→ What the task asks
The line containing "like [(86, 197)]." and every line after it, through the end of the records below: repeat them exactly, nothing more.

[Data extracted from a collection]

************

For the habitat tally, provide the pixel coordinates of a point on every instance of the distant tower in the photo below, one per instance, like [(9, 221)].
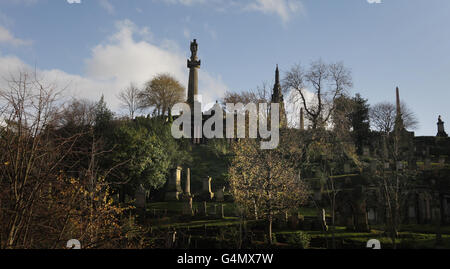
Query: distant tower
[(193, 64), (277, 97), (441, 129), (302, 119), (399, 125)]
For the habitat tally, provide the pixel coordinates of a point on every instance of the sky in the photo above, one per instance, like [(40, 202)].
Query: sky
[(95, 47)]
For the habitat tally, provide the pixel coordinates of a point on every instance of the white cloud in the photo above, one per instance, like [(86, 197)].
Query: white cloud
[(6, 37), (285, 9), (126, 56), (107, 6)]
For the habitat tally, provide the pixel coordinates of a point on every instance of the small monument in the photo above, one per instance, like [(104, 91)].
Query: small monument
[(441, 128), (140, 199), (174, 185), (207, 194), (219, 195), (187, 196)]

************

→ Reply to the task
For the habitat tally, provide the pixel coordinates of a point on every instance of the white cloud in the photo above, one per instance, like [(86, 197)].
Query: white cloud
[(6, 37), (285, 9), (126, 56), (107, 6)]
For the habitat tally, provide the pixel coordinates of a point on every instance of the small monument in the photo above, one per instance, like [(104, 91)].
Query: small monument
[(441, 128), (140, 199), (174, 185), (207, 194), (219, 195), (187, 196)]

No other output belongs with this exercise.